What you will do:
Locate every line in the data below that contains the word "ceiling" and copy each of those lines in full, treating uppercase and lowercase letters as different.

Records provided:
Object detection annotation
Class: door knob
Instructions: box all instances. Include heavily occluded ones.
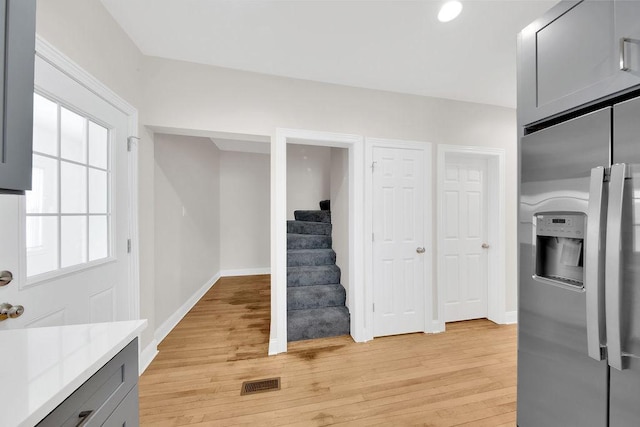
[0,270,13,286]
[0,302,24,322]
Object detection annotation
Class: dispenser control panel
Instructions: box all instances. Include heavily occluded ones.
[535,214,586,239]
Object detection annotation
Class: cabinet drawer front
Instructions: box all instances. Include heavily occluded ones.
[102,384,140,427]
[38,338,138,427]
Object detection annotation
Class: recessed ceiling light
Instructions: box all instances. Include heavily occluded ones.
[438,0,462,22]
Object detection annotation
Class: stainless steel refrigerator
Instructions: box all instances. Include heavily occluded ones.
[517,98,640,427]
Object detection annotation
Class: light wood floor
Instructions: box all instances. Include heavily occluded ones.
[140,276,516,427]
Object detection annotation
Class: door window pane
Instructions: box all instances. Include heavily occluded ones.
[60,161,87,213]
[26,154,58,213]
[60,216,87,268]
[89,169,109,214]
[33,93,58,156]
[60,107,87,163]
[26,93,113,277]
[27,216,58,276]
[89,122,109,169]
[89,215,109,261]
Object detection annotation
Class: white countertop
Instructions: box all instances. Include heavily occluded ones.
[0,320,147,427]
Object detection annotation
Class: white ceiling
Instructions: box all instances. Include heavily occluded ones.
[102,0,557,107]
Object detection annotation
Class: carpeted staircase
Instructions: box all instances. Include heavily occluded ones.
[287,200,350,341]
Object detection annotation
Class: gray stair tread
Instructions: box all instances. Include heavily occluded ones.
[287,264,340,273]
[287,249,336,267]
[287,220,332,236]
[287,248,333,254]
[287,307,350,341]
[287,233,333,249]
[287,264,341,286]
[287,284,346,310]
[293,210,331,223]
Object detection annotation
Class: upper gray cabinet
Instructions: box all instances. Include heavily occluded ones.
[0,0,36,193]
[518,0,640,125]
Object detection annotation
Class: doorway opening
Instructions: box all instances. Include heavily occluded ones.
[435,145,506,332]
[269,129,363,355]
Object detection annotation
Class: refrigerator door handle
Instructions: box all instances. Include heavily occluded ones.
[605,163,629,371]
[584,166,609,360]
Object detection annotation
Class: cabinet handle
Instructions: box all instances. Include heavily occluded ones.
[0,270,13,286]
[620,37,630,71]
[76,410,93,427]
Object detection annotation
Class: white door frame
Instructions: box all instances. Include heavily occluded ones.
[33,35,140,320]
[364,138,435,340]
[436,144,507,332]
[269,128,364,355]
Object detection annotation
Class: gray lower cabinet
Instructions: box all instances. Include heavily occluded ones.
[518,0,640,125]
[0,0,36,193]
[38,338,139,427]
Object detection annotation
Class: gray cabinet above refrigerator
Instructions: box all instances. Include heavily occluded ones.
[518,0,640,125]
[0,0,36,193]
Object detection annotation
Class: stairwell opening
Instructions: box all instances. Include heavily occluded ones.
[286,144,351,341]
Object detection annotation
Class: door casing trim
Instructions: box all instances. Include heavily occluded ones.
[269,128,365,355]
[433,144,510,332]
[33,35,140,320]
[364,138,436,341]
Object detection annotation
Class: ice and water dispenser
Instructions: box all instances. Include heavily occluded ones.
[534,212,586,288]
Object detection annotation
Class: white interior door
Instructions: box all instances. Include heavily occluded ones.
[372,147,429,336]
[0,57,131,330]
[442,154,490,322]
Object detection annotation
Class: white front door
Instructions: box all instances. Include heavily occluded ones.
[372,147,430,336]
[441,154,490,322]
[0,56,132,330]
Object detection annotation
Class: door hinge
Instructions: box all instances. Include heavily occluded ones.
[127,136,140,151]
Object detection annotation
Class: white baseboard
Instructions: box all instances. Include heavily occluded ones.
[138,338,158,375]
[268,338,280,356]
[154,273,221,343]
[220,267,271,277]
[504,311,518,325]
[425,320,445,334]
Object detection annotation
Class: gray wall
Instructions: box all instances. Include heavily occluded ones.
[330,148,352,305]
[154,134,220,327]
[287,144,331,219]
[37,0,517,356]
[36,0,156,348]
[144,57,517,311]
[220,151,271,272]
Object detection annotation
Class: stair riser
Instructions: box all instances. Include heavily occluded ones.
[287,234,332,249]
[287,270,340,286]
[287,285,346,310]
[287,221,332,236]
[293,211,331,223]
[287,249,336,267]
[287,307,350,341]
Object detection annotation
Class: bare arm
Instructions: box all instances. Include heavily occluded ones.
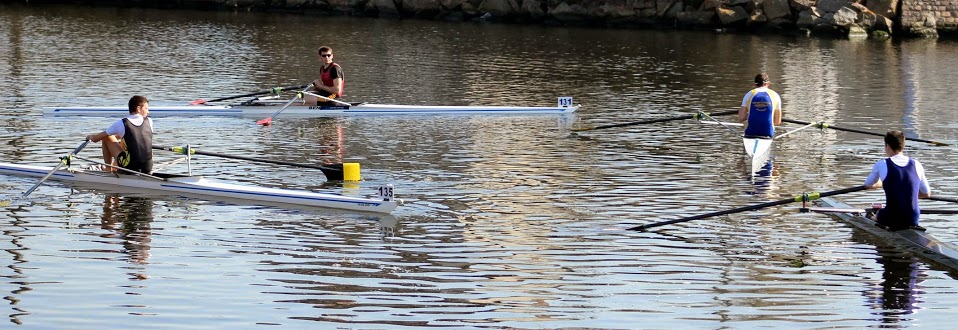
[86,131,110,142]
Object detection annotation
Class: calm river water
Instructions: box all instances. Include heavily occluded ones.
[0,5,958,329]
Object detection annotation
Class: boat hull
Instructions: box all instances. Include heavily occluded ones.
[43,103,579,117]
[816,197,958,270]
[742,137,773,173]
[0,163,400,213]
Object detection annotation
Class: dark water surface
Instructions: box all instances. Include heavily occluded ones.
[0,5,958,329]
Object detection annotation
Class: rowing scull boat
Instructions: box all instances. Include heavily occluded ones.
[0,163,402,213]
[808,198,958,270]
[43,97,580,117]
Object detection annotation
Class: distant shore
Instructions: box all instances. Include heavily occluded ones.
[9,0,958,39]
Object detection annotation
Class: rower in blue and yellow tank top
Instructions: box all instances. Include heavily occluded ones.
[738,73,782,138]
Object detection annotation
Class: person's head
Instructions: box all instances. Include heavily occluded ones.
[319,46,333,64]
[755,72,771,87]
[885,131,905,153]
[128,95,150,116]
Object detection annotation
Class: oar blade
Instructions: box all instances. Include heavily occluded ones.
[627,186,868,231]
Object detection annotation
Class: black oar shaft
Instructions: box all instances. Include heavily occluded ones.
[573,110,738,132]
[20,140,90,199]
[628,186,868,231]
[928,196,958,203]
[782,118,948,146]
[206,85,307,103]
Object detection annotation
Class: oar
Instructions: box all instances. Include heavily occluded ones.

Exercise output:
Class: recessed ceiling light
Class: white ceiling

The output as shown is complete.